Tantangan 1. Tuliskan kembali baris-baris catatan mulai dari baris yang memuat "Return the outline of every instance of the sidewalk" sampai akhir catatan, termasuk permintaannya. Geser setiap angka dalam jawaban, yaitu koordinat dan nilai viewBox, sebesar -114.

Nilai kebaikan dan etika keagamaan dalam film KMGP itu bisa tampak dari adegan saat Gita mengetuk pintu kamar Mas Gagah dan tidak dijawab oleh Mas gagah. Gita melihat ada stiker tulisan Arab gundul di pintu kamar kemudian mengucapkan “Assalamualaikum” dan dijawab Mas Gagah “Walaikumsalam”. Nilai berikutnya saat adegan Mas Gagah memutar musik Islam atau beraroma agama di tape recorder mobil sambil melafalkan hafalan surat Alquran, tapi minta ganti oleh Gita karena tidak mengerti serta kurang ngetren. Mas Gagah pun menjelaskan bahwa musik beraroma Islam atau agama bermanfaat untuk hati/iman dibandingkan dengan musik lainnya.
Selain itu, ketika adegan tokoh Yudi berdakwah di dalam bus ketika di bus itu juga ada Gita. Yudi mengutip sebuah hadis Rasulullah bahwa “Sampaikanlah ilmu walaupun hanya satu ayat”. Atau ketika adegan Mas Gagah memberi wejangan kepada Tika tentang kebaikan dan etika agama “Meskipun pilihan seseorang berbeda, tetapi kita harus menghargainya”. Hal itu jelas film KMGP sarat dengan nilai-nilai yang dijabarkan di atas. Dengan begitu, kiranya kita sebagai pembaca maupun penonton bisa mengambil hikmah dan pelajaran dalam film beraromakan Islam.

Catatan yang Diberikan.

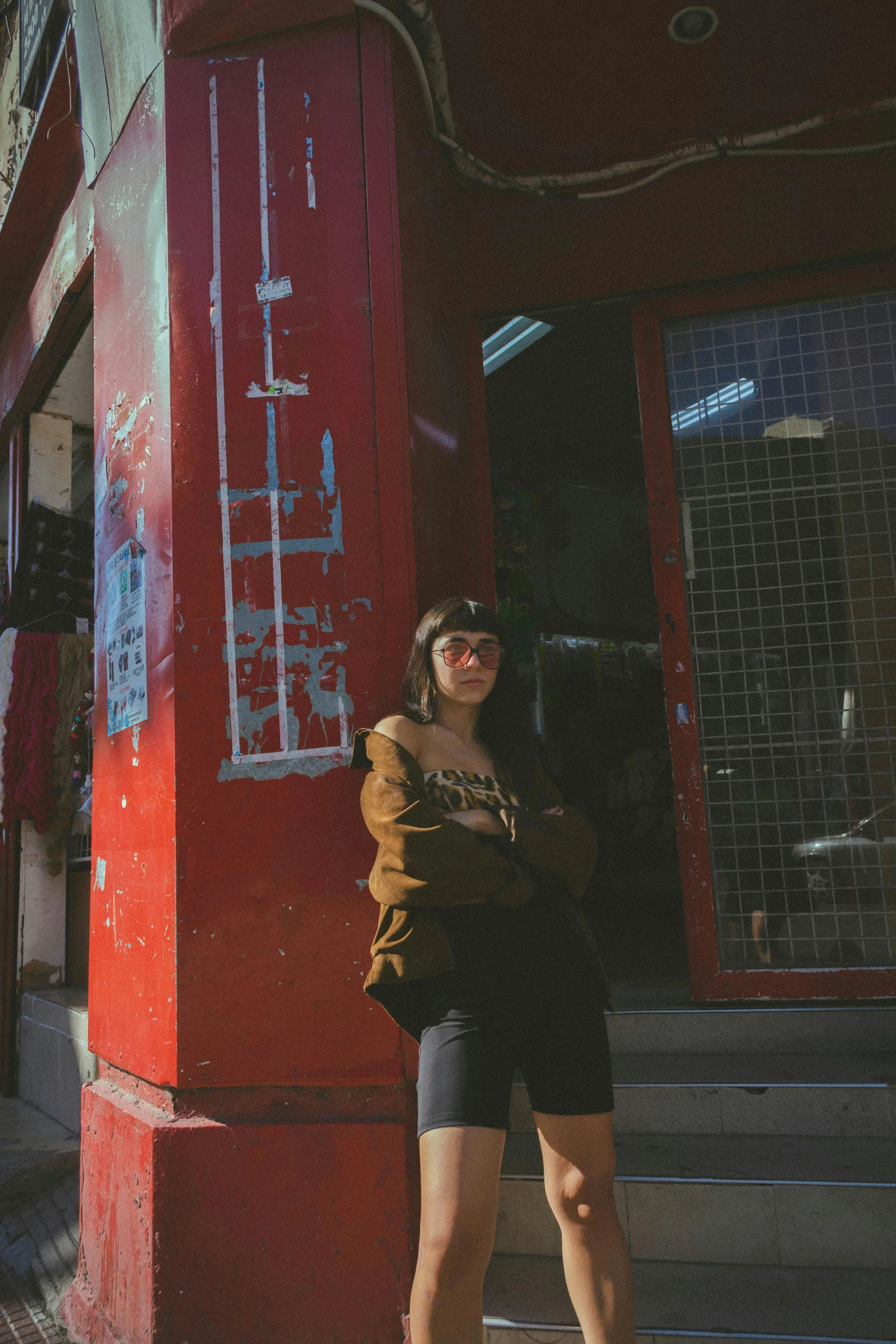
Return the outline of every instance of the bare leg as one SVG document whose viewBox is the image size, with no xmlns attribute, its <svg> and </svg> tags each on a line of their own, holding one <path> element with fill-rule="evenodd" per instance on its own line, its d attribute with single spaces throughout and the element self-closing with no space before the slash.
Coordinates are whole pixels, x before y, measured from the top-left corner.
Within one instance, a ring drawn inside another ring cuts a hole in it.
<svg viewBox="0 0 896 1344">
<path fill-rule="evenodd" d="M 504 1130 L 420 1137 L 420 1249 L 411 1290 L 414 1344 L 482 1344 L 482 1279 L 494 1245 Z"/>
<path fill-rule="evenodd" d="M 613 1198 L 613 1111 L 535 1124 L 544 1188 L 563 1236 L 563 1269 L 584 1344 L 634 1344 L 631 1259 Z"/>
</svg>

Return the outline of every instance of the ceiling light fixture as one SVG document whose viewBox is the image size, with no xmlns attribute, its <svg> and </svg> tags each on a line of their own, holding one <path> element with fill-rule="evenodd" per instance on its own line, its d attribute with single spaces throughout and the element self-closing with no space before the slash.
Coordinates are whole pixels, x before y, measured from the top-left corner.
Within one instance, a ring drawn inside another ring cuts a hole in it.
<svg viewBox="0 0 896 1344">
<path fill-rule="evenodd" d="M 553 327 L 549 323 L 540 323 L 536 317 L 512 317 L 500 331 L 482 341 L 485 376 L 488 378 L 501 364 L 506 364 L 514 355 L 520 355 L 552 331 Z"/>
<path fill-rule="evenodd" d="M 739 378 L 736 383 L 720 387 L 712 396 L 701 396 L 699 402 L 685 406 L 682 411 L 673 413 L 672 431 L 673 434 L 681 434 L 682 430 L 699 425 L 700 421 L 709 419 L 711 415 L 720 414 L 725 407 L 736 406 L 737 402 L 747 402 L 755 395 L 756 384 L 748 378 Z"/>
<path fill-rule="evenodd" d="M 688 5 L 686 9 L 678 9 L 669 24 L 669 36 L 673 42 L 684 42 L 685 46 L 693 47 L 695 43 L 711 38 L 717 27 L 719 15 L 715 9 L 708 9 L 703 4 Z"/>
</svg>

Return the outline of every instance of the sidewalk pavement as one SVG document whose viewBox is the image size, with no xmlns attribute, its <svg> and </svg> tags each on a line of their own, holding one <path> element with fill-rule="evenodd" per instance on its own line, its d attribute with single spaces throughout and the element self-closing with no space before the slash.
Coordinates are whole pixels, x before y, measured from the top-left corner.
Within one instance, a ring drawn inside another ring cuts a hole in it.
<svg viewBox="0 0 896 1344">
<path fill-rule="evenodd" d="M 60 1344 L 78 1267 L 78 1136 L 0 1097 L 0 1344 Z"/>
</svg>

Tantangan 2.
Jawablah pertanyaan berikut berdasarkan teks tentang film KMGP.
(a) Apa yang diucapkan Gita setelah melihat stiker tulisan Arab gundul di pintu kamar Mas Gagah?
(b) Hadis Rasulullah apa yang dikutip Yudi saat berdakwah di dalam bus?
(c) Menurut teks, apa alasan Gita meminta musik di tape recorder mobil diganti?

Jawaban Tertulis 1.
Return the outline of every instance of the sidewalk pavement as one SVG document whose viewBox is the image size, with no xmlns attribute, its <svg> and </svg> tags each on a line of their own, holding one <path> element with fill-rule="evenodd" per instance on its own line, its d attribute with single spaces throughout and the element self-closing with no space before the slash.
Coordinates are whole pixels, x before y, measured from the top-left corner.
Within one instance, a ring drawn inside another ring cuts a hole in it.
<svg viewBox="-114 -114 782 1230">
<path fill-rule="evenodd" d="M -54 1230 L -36 1153 L -36 1022 L -114 983 L -114 1230 Z"/>
</svg>

Jawaban Tertulis 2.
(a) Gita mengucapkan "Assalamualaikum".
(b) Yudi mengutip hadis "Sampaikanlah ilmu walaupun hanya satu ayat".
(c) Gita tidak mengerti musik itu, dan musik itu kurang ngetren.